[Opening Data to use section]

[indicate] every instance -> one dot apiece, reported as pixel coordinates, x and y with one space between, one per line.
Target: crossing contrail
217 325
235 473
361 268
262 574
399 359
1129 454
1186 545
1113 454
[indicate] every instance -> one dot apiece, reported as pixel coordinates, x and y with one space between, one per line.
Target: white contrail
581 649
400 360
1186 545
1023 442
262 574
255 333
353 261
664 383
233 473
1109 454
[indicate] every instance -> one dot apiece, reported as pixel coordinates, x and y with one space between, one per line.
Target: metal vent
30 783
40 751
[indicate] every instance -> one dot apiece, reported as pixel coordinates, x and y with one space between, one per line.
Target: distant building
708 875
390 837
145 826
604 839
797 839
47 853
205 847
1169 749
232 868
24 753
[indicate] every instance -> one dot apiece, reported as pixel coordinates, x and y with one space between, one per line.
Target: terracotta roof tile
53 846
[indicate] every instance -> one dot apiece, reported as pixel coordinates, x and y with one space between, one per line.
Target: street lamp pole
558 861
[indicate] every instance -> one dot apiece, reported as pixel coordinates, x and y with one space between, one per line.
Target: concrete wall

[Closing Data to use section]
[Opening Data to use section]

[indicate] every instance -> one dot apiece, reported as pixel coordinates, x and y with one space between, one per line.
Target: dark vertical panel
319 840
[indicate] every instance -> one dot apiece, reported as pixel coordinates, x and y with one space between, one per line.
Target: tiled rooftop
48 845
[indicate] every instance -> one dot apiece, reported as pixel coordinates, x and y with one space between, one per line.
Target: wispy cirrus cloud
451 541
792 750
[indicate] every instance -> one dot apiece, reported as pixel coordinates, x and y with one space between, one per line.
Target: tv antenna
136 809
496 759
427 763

[Closing Data to use section]

Retype the portion of the data above that starts on the line with "Target: crossing contrail" and finishes on the line with "Target: concrete wall", including both of those lines.

> **The answer**:
Target: crossing contrail
217 325
235 473
361 268
262 574
399 359
1129 454
1186 545
1113 454
[indicate] every instance -> one dot apiece, reported as pixel coordinates, x and y with one space between, one per line.
Target: white contrail
581 649
400 360
1186 545
1023 442
262 574
255 333
353 261
664 383
233 473
1109 454
[indicate] every instance -> one dot apiece, reported as pixel coordinates, x and y with one space between, one per line.
Target: metal vent
30 783
40 751
[indicate] every instance -> one dot apiece, reported as pixel coordinates, x and y with one space between, one per line.
Target: distant building
708 875
390 837
145 826
604 839
797 839
47 853
205 847
1169 749
232 868
24 753
[indicate] every instance -> one dot apiece, reported as pixel coordinates, x and y with one space between, one per line.
Target: terracotta roof tile
53 846
[indicate] every instance -> one dot apiece, reported as pixel coordinates, x and y with one space between, one per line.
Target: street lamp pole
558 861
[indicate] every instance -> one dot apiece, reported as pixel coordinates, x and y with one space between, one per line.
Target: concrete wall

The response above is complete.